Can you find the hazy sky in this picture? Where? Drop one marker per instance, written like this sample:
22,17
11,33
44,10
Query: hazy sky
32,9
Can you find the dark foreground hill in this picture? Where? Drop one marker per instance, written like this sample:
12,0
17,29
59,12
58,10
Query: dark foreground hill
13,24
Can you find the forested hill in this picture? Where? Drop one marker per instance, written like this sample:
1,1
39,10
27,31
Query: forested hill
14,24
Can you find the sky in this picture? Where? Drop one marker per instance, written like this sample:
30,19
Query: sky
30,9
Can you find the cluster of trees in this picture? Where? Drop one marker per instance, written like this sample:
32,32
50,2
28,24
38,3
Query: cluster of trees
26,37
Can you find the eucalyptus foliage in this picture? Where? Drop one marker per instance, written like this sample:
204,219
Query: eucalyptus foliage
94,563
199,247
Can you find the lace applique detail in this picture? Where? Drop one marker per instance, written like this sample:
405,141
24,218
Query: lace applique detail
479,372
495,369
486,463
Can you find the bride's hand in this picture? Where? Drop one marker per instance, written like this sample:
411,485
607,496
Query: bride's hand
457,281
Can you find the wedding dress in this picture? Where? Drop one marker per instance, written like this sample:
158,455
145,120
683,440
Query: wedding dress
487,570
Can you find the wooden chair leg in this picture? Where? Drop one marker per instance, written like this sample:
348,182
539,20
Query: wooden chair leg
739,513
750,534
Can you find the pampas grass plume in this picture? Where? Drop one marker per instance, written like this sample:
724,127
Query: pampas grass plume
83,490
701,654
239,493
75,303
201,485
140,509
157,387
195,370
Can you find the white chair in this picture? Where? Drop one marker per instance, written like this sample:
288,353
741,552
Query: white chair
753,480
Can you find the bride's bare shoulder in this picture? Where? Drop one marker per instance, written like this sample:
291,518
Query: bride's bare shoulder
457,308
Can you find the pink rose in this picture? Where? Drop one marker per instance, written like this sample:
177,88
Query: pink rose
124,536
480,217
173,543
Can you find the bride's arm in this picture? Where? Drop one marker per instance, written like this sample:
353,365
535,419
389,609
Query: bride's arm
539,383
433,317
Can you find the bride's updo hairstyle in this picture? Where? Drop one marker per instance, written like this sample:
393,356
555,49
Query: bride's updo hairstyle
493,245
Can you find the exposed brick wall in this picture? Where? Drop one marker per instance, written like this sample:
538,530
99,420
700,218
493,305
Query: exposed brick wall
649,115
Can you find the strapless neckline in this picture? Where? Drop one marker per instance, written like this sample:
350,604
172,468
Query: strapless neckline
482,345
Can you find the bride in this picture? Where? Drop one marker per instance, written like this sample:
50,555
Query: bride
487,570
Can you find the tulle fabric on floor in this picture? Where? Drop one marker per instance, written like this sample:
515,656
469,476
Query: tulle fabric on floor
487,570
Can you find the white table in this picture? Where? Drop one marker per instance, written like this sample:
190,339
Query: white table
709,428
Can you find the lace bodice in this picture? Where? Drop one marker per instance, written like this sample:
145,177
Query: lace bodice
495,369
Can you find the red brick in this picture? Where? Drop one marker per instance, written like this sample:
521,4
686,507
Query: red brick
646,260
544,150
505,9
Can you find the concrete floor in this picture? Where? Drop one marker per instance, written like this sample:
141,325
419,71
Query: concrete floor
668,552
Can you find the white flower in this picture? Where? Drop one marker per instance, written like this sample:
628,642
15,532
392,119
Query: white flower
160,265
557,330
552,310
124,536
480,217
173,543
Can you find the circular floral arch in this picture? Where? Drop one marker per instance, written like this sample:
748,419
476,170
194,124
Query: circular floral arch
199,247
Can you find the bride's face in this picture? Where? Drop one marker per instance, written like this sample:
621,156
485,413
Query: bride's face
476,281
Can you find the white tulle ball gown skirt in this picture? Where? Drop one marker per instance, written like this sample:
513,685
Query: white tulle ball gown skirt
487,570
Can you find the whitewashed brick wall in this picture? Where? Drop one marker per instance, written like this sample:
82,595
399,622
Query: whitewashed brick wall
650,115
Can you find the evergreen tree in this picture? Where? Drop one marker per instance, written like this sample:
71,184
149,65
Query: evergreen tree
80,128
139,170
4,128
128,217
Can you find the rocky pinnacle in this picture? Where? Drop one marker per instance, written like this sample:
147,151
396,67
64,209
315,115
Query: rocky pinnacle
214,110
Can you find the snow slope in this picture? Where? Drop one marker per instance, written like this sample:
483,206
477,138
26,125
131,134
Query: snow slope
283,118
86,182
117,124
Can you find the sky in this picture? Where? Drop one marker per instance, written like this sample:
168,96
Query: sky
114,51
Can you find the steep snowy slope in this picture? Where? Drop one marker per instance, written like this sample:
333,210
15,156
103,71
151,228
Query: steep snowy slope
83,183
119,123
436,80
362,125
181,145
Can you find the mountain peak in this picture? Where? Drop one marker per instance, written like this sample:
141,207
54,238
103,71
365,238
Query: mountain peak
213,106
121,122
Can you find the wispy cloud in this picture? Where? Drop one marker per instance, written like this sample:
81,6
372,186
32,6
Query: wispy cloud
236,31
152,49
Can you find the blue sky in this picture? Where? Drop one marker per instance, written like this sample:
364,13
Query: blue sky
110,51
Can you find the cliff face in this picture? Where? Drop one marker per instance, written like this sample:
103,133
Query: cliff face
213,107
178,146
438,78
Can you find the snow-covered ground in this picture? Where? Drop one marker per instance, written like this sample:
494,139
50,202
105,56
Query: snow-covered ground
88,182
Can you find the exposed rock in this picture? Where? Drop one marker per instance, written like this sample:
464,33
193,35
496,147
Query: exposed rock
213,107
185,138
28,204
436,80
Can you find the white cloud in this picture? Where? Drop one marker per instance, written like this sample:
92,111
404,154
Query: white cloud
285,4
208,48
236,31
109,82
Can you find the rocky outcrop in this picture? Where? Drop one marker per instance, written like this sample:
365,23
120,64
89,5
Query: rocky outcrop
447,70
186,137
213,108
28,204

Task goal – Line by line, output the records exactly as given.

Written response –
Can you find the hazy sky in this picture? Where? Drop one marker per instance, written like this sample:
22,17
11,33
44,10
Query: hazy sky
32,9
Can you find the dark foreground hill in this picture? Where? Drop one marker per instance, written like this sample:
12,0
17,29
59,12
58,10
Query: dark foreground hill
13,24
Can you find the forested hill in this picture? Where? Drop one marker per instance, written like this sample:
1,1
39,10
27,31
Query: forested hill
14,24
Can you find the sky in this picture? Where? Drop one marker per instance, written like this sample:
30,19
Query: sky
30,9
Can you find the cluster of trees in this picture? Where? Drop one marker per instance, written like this sample:
32,32
50,2
28,24
38,3
Query: cluster of trees
26,37
Can you find the eucalyptus foliage in this picture? Where? Drop one marker per instance, written like this sample:
204,219
Query: eucalyptus foliage
94,563
199,247
Can you find the lace applique detail in this picture? Where? Drop one marker per instance, written like this sample:
405,141
24,218
Query: lace applique detail
479,372
495,369
486,463
Can you find the bride's hand in this picture? Where? Drop one marker per instance, written like this sample:
411,485
607,496
Query: bride's hand
457,281
Can you find the wedding dress in this picture? Where? Drop one marker per instance, written like this sample:
158,455
145,120
683,440
Query: wedding dress
487,570
Can you find the wooden chair leg in this picture? Where? Drop one marker per instance, written like this sample:
348,182
539,20
Query: wooden chair leg
739,513
750,534
Can you find the pampas grass plume in this picture? Where? Drop one marker per instance, written like this sample:
724,127
Query: pampas grass plume
83,490
701,654
239,493
75,303
201,485
140,509
157,387
195,370
Can you find the white chair in this picture? Where? Drop one marker per instance, written like this sample:
288,353
741,552
Query: white chair
753,480
Can you find the bride's bare shoulder in this picture? Where? Drop one marker per instance, written like this sample:
291,518
Query: bride's bare shoulder
457,308
Can you find the pink rose in this picture? Where? Drop one marker per instance, written like this sample:
177,88
Query: pink rose
124,536
480,217
173,543
Can you find the bride's arm in this picture? Where? Drop one marker per instance, written like this sample:
353,365
535,419
389,609
Query: bride's arm
539,383
433,317
Can you find the bride's updo hairstyle in this picture? Where? Drop one marker per instance, written like this sample:
393,356
555,49
Query: bride's updo hairstyle
493,245
Can you find the exposed brick wall in this picture? Where? Drop one marker per instance, written like this sample:
538,530
99,420
700,218
493,305
Query: exposed brick wall
649,115
Can you find the strapless neckline in this picture? Where? Drop one marker per instance, written like this sample:
350,604
172,468
Query: strapless neckline
482,345
Can you find the bride in this picture? Where? Drop one marker per instance, written like this sample:
50,555
Query: bride
487,570
Can you find the tulle fabric on floor in this picture? Where? Drop one marker per instance, written like this sample:
515,656
469,476
Query: tulle fabric on floor
487,570
Can you find the white table in this picture? Where? Drop one marker per instance, written like this sample:
190,339
Query: white table
709,428
Can you find the lace bodice in this picture? Where? Drop one marker per instance, written like this sample:
145,177
Query: lace bodice
495,369
Can you find the red brick in this picture? Where? Drop one marker per instance, written like this sample:
521,4
686,507
Query: red brick
646,260
544,150
505,9
Can you find the concrete floor in this picture? Where? Drop one marker per instance, written like this sample:
141,325
419,71
Query: concrete floor
668,552
Can you find the white flower in this picture? Where? Drop one marker per instance, written like this sample:
628,642
15,532
392,119
Query: white flower
160,265
557,330
552,310
124,536
480,217
173,543
Can you find the circular floral arch in this picture? Where? Drop one marker per instance, written like this sample:
748,419
476,170
194,124
Query: circular floral arch
199,247
Can you find the bride's face in this picture? Where? Drop one marker per instance, written like this sample:
621,156
485,413
Query: bride's face
476,281
Can you find the white tulle ball gown skirt in this picture? Where? Drop one marker per instance, written like this sample:
513,685
Query: white tulle ball gown skirt
487,570
Can you find the whitewashed brick wall in this picture? Where? Drop one marker per instance, written like this sample:
82,595
399,622
Query: whitewashed brick wall
650,115
Can you find the evergreen tree in this picture? Where? Drop one marker per instance, written like this sample:
71,184
149,65
Query: evergreen tree
80,128
139,170
4,128
128,217
Can you find the rocky pinnacle in this picture? Where? Drop one marker per instance, written like this sample:
147,151
396,67
64,209
315,115
Query: rocky pinnacle
214,110
Can you find the snow slope in this picture? Where? Drop one marker per instance, written like this sample:
483,206
477,138
26,125
131,134
Query: snow slope
283,118
86,182
117,124
Can you find the sky in this picture? Where? Drop one marker per instance, written like this sample:
168,96
Query: sky
114,51
Can you find the steep snowy slope in this picture? Where? Drop one marker per instance, written like this sample:
333,210
15,156
103,71
151,228
Query: steep snowy slope
83,183
119,123
436,80
362,125
181,145
Can you find the mountain peak in this picture? Where? Drop one marker per instance, written like this sample:
141,207
54,238
103,71
365,238
Query: mountain peak
213,106
121,122
Can you find the wispy cloud in this picture? Where? Drop one marker per instance, written like this sample:
81,6
372,186
32,6
Query: wispy cloud
236,31
152,49
Can you find the blue sky in this picture? Where? Drop one marker per instance, written like this sample:
364,13
Query: blue sky
110,51
Can you find the cliff face in this picture? Where? Drop one marker per instance, written like this sample:
103,133
Query: cliff face
213,107
178,146
438,78
Can you find the snow-covered ground in this picture? Where? Drop one marker per instance, written like this sample:
494,139
50,202
105,56
Query: snow-covered ground
88,182
Can you find the exposed rock in this picture? Where? Drop one marker per instance, written like this sample:
464,33
193,35
496,147
Query: exposed rock
213,107
185,138
28,204
436,80
Can you find the white cloud in this picture? Where? Drop one marker per instance, written like this sample:
92,111
404,154
Query: white cloud
285,4
208,48
236,31
109,82
Can you find the rocky outcrop in this picture? Where? Drop one marker per instance, written like this sample:
365,23
120,64
89,5
Query: rocky outcrop
447,70
186,137
213,108
28,204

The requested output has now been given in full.